- **The task**:
The records that follow should be retyped word for word.

(Stored items)

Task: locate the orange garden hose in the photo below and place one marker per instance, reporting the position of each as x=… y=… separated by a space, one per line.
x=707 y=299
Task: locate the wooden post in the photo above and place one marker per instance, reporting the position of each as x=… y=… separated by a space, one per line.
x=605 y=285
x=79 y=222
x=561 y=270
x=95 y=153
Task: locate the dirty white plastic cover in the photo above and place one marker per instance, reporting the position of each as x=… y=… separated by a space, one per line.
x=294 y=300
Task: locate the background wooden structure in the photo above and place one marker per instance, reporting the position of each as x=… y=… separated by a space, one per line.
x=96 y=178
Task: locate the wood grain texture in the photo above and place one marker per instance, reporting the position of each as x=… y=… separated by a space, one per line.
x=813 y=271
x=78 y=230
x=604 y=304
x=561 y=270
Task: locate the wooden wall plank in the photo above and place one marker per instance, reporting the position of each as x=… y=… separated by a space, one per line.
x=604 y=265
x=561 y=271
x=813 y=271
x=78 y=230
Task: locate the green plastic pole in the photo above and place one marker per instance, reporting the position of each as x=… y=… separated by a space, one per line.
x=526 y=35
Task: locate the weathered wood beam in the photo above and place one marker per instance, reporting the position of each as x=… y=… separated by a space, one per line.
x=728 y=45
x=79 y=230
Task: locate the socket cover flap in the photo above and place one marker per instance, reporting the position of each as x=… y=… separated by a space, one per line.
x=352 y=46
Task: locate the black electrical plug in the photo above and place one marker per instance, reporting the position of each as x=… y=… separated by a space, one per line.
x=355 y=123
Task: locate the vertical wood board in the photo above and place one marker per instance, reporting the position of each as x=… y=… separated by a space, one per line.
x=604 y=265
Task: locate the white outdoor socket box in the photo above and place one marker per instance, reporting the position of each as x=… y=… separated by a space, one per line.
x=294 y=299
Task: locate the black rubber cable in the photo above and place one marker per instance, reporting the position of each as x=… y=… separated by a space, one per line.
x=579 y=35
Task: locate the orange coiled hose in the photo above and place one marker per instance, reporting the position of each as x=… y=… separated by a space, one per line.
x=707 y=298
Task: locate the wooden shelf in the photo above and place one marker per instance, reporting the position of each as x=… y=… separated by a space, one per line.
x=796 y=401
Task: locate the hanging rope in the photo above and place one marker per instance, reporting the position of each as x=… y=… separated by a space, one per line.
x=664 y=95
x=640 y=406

- **Reply**:
Task: locate the orange garden hose in the photo below and place one marker per instance, reporting the position of each as x=… y=… separated by a space, one per line.
x=707 y=299
Task: locate the wooden post in the photo above and place one marker per instance, reporting the position of each as x=… y=… separated by a space, one per line.
x=605 y=285
x=79 y=222
x=561 y=270
x=95 y=153
Task: locate the dirty white plastic cover in the photo above and place one marker per instance, reporting the position of each as x=… y=… separated by a space, one per line.
x=294 y=300
Task: locate the background wooden structure in the photo above and place one marker per instance, reporting the position of each as x=… y=… separated by a space, one per line.
x=96 y=178
Task: locate the wood grain texture in the photo above and place one marker per instance, reporting the position of each as x=… y=… separated by a space, one per line.
x=813 y=271
x=78 y=230
x=604 y=304
x=561 y=270
Task: locate the wooden wall plank in the photo above and place one marker per instance, reporting the position of each as x=… y=… separated by a space, one per line.
x=604 y=265
x=561 y=271
x=813 y=271
x=78 y=230
Task: locate the green plastic pole in the photo above and place one marker per instance, reporting the position of each as x=… y=… separated by a space, one per line.
x=526 y=35
Task: locate the weathered wood beam in the photo above and place one marker per instance, reporting the position of each as x=… y=… separated by a space, one per line.
x=728 y=45
x=79 y=230
Task: locate the socket cover flap in the photo above and place one marker per instance, reporting the position of each as x=… y=… separated by a space, one per line.
x=352 y=46
Task: locate the black electrical plug in the photo above and place one marker per instance, reporting the position of each as x=… y=… separated by a space, one per line.
x=355 y=123
Task: locate the vertical wood board in the photo above and place one marker per instance, reporting the position of each as x=… y=… separated by a space, one per line.
x=604 y=265
Task: locate the white outdoor socket box in the photo above and place one marker per instance, reporting the position of each as x=… y=… separated by a space, one per line.
x=294 y=299
Task: locate the black rubber cable in the photo above and place one marker per instance, reporting the position of each as x=… y=… separated by a space, one per line.
x=579 y=35
Task: locate the orange coiled hose in the photo above and place one marker per instance, reporting the position of each as x=… y=… separated by a space, one per line.
x=707 y=298
Task: locate the wooden shelf in the photo above and place one marker per instance, reporting the position of each as x=… y=… separated by a space, one per line.
x=796 y=401
Task: locate the hanging rope in the photo above and place one marker per instance, reporting the position of each as x=… y=… separated by a space, one per line.
x=664 y=95
x=640 y=406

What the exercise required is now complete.